Retype the whole listing verbatim and keep the pictures out of it.

--- START ---

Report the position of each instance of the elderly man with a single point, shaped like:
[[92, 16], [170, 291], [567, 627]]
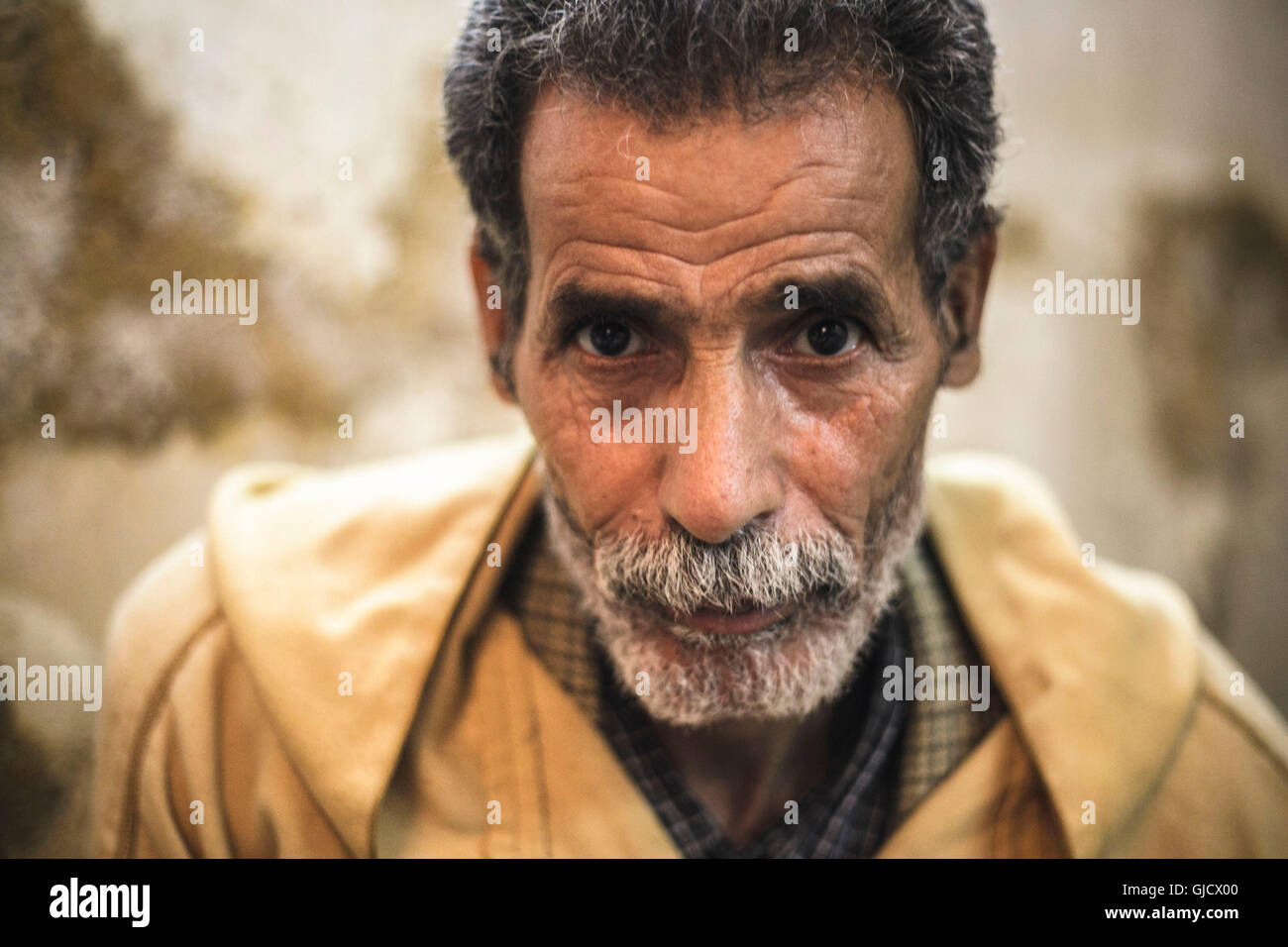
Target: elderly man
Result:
[[713, 605]]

--- END ---

RESPONSE FOR THIS EXERCISE:
Report the position of each instance of the elderly man with a single point, shaped like:
[[92, 16], [170, 291], [567, 627]]
Target: elderly man
Result:
[[713, 605]]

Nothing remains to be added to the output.